Referring expression pointing data:
BEGIN
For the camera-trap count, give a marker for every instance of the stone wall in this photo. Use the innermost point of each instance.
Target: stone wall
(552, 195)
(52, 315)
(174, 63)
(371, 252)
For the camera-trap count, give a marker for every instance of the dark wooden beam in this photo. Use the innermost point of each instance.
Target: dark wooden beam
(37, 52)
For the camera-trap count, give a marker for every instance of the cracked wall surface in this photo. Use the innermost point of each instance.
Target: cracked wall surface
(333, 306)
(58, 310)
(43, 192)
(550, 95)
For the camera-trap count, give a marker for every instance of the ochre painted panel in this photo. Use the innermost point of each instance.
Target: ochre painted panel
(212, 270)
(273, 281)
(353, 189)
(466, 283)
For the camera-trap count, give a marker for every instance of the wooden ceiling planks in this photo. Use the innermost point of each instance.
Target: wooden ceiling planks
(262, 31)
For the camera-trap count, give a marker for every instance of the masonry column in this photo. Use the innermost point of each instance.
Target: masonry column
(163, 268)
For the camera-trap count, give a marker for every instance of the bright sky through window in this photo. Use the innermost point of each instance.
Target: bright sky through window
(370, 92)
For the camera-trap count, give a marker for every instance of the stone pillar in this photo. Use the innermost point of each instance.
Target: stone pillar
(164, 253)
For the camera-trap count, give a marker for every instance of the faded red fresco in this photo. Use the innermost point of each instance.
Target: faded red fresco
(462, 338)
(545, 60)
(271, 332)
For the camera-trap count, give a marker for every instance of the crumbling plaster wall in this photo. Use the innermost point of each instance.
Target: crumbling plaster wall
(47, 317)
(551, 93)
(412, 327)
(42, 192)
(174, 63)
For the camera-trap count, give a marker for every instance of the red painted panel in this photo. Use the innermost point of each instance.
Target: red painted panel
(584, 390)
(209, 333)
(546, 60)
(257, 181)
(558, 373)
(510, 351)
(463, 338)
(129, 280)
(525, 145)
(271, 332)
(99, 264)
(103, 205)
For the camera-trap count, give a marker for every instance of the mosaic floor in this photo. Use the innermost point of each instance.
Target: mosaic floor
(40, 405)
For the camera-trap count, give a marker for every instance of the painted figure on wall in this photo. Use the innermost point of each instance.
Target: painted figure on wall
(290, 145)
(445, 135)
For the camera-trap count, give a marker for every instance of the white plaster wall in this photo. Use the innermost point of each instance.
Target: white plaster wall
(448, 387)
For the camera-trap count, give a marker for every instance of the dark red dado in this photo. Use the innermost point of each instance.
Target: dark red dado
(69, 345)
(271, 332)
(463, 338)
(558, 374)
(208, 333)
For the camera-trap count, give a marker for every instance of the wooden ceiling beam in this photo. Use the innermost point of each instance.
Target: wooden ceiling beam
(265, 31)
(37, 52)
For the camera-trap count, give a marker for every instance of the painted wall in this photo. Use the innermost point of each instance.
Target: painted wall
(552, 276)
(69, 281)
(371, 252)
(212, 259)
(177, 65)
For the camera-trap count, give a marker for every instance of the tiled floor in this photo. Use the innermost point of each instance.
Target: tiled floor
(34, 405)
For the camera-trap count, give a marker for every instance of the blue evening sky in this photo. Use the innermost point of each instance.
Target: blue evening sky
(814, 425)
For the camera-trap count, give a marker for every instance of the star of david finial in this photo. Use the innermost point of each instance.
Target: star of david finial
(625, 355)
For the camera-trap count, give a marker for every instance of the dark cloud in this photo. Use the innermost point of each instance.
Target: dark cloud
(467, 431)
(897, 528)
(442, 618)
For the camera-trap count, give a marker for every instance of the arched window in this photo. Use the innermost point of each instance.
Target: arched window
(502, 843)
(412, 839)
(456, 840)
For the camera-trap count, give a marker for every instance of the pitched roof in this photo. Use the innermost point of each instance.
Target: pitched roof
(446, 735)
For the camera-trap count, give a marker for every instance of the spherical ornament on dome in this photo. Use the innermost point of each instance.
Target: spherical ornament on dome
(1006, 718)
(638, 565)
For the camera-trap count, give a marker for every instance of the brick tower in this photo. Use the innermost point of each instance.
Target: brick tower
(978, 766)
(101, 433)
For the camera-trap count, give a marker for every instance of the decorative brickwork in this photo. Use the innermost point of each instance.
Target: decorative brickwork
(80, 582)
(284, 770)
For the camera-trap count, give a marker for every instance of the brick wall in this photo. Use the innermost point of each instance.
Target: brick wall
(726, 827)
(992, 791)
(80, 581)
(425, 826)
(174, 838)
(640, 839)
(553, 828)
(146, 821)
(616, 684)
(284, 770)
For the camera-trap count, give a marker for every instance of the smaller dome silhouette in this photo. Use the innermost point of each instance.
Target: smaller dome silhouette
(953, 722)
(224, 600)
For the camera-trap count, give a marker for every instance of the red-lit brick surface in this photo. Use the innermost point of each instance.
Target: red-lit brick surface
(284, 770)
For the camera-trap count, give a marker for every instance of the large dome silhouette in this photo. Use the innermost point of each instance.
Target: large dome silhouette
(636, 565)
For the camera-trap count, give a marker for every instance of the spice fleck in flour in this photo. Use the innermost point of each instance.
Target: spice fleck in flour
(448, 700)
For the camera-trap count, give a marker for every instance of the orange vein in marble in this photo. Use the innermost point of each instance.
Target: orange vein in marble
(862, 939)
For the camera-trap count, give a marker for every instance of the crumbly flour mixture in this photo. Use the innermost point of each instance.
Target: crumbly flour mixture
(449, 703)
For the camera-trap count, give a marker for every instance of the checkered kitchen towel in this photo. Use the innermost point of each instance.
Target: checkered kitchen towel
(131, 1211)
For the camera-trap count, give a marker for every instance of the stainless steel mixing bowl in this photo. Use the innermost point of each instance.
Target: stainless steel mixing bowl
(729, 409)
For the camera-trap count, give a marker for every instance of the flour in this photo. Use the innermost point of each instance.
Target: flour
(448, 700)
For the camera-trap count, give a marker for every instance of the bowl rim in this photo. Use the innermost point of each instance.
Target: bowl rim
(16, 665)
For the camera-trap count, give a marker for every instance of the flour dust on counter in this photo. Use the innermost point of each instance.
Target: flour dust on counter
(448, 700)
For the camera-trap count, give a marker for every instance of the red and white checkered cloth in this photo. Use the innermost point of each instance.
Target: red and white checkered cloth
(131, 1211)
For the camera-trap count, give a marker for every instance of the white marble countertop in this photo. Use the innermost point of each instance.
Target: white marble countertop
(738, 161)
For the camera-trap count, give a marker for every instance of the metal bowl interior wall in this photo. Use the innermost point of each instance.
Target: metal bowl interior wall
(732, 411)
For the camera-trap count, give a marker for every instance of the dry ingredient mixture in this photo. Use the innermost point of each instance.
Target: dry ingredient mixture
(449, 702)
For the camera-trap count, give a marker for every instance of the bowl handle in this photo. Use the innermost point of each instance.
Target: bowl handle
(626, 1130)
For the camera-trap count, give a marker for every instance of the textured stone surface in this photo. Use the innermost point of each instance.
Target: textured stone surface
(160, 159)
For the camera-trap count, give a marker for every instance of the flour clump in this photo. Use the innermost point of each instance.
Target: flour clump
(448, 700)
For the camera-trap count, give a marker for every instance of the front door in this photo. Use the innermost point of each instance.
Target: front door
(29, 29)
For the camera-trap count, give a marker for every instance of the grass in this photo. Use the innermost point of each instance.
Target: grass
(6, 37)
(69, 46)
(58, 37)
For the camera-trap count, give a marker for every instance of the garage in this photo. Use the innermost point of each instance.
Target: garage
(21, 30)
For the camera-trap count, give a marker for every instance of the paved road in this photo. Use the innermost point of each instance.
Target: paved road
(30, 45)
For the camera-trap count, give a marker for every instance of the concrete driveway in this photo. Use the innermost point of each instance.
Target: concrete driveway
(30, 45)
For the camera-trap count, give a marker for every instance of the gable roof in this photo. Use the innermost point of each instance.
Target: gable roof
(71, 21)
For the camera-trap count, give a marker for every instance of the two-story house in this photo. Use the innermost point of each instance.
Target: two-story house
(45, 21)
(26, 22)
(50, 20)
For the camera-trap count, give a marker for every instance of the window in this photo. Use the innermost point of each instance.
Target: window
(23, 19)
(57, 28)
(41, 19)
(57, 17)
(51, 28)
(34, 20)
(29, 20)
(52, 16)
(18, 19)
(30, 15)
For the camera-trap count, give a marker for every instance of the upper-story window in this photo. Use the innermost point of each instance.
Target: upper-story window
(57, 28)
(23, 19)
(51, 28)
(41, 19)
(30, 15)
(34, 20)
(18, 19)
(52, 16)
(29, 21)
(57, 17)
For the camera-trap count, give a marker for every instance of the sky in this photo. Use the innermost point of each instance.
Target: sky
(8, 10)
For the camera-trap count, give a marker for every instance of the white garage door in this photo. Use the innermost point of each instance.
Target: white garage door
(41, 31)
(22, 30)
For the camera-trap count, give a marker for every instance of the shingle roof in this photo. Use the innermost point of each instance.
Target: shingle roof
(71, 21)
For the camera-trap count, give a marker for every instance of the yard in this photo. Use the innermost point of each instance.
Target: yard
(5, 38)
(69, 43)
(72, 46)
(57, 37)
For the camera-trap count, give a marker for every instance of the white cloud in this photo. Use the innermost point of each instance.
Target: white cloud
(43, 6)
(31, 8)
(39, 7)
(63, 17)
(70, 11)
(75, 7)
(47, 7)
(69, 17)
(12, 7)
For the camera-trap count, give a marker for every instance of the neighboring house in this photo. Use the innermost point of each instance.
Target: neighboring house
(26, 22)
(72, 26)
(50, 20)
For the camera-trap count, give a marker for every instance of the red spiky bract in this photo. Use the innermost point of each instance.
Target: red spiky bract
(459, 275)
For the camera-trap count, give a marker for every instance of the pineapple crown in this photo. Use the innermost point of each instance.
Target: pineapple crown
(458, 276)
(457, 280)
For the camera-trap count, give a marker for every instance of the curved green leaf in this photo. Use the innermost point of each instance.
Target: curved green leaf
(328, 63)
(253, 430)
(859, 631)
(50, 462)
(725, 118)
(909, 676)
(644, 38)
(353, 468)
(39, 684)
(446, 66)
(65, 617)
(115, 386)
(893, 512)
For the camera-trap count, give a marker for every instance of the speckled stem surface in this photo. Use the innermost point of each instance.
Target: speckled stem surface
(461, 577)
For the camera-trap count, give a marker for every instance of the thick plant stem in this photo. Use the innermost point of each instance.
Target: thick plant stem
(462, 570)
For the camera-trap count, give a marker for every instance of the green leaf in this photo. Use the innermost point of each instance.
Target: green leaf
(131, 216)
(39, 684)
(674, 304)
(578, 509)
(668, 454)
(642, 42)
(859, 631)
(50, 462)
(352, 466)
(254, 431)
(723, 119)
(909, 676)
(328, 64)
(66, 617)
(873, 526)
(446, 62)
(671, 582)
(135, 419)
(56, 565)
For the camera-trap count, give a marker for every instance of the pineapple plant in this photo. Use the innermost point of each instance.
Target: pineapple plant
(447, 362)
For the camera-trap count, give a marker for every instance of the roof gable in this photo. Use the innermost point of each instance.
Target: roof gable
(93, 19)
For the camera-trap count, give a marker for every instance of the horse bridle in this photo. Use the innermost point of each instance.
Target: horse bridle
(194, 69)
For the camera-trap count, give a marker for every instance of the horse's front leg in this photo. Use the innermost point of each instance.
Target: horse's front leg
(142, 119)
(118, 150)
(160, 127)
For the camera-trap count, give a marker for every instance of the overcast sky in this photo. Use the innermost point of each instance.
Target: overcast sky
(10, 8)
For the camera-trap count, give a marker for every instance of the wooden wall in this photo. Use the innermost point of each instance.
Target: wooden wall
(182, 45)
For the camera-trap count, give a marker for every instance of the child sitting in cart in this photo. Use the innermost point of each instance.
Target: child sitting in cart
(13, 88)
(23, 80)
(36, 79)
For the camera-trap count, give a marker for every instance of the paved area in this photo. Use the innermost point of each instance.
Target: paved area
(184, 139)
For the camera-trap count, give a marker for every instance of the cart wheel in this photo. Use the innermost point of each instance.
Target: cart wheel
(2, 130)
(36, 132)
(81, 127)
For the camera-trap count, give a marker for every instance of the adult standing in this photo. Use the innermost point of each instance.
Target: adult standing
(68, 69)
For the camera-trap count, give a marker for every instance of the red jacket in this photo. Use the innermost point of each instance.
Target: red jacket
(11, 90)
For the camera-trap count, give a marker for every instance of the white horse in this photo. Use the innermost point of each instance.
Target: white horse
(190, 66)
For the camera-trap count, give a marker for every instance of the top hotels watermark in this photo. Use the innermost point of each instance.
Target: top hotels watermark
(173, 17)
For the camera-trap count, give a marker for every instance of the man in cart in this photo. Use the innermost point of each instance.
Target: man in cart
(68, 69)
END
* [EXERCISE DIRECTIONS] All that is wanted is the stretch of lines above from the one containing "of the orange" through the one containing "the white marble", duplicated exactly.

* [RESPONSE AREA]
For the camera-trap count, give a marker for every instance of the orange vein in marble in this photo. Use the innermost point of each instance.
Target: orange vein in marble
(862, 939)
For the camera-trap count, give a marker for every instance of the crumbly flour mixture in this photo. Use the innermost point of each instance.
Target: crumbly flour mixture
(449, 703)
For the camera-trap count, give a marker for every instance of the checkered kitchen towel in this photo. Use the innermost point of each instance.
Target: checkered kitchen towel
(131, 1211)
For the camera-trap count, give a marker for every instance of the stainless steel mixing bowl in this photo. Use the innermost point of each instance.
Target: stainless steel mixing bowl
(729, 409)
For the camera-trap count, give a marker for every instance of the flour in this photo. Use the innermost point of each instance.
Target: flour
(448, 700)
For the camera-trap count, give a marker for every instance of the bowl rim in this photo. Use the innermost point of each instance.
Target: bowl rim
(16, 665)
For the camera-trap count, give a marker for every instance of the flour dust on counter in this photo. Use the innermost point of each instance.
Target: flour dust on counter
(448, 700)
For the camera-trap count, give a marker for every instance of the red and white checkered cloth in this photo. Use the innermost point of each instance.
Target: red and white checkered cloth
(131, 1211)
For the camera-trap count, give a marker for every instance of the white marble countertop in this photo. Use the innermost point of each instance.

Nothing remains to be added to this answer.